- _PROBLEM STATEMENT_
Reproduce the entries below verbatim, line for line, with the pictures omitted.

===

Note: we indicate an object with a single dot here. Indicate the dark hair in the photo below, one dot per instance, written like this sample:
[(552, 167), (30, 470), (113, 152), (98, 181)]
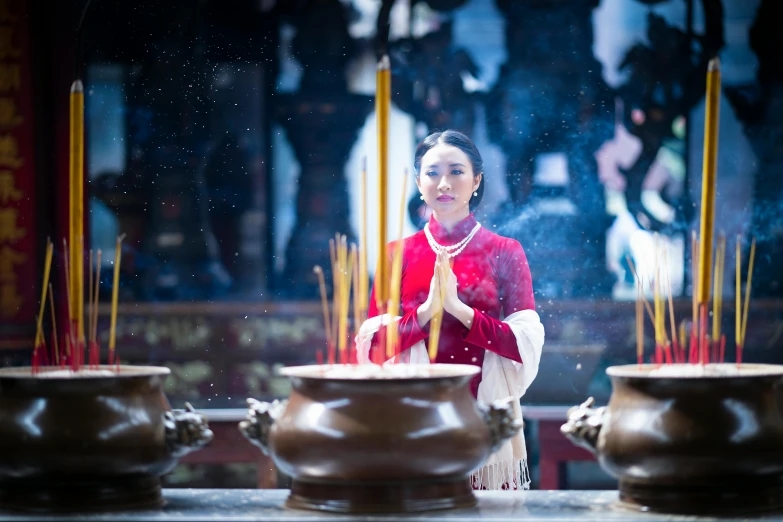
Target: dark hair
[(463, 143)]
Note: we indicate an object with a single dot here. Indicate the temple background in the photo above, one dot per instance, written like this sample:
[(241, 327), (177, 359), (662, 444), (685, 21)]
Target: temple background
[(226, 139)]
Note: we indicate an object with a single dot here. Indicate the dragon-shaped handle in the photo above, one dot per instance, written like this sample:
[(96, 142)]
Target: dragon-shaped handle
[(186, 431), (503, 420), (584, 425), (260, 418)]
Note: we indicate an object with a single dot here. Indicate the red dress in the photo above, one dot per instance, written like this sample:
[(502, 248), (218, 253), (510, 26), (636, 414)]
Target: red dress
[(493, 278)]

===

- _SOLUTION TO THE EXERCISE_
Note: we indicate an object with a single dot here. Indicate the dark hair in the photo below, one dot per instance, written like this sample:
[(552, 167), (30, 470), (113, 152), (98, 181)]
Target: dark hair
[(463, 143)]
Note: we indicate an object with a single dot here. Indicate the temple background in the photo above, one dot per instance, written like this sample:
[(241, 327), (177, 359), (662, 444), (685, 21)]
Target: temple background
[(226, 139)]
Note: we indicate an object with a single dot here. Indicate the dragon-shaped handle in the photo above, one dot per instance, written like this sample:
[(96, 142)]
Target: dragon-shaped handle
[(186, 431), (503, 420), (584, 425), (260, 418)]
Note: we indicate an object with a single dot here. Indicate the red dress in the photo above, one dot per instance, written like this sample:
[(502, 248), (218, 253), (510, 26), (636, 414)]
Target: red dress
[(493, 278)]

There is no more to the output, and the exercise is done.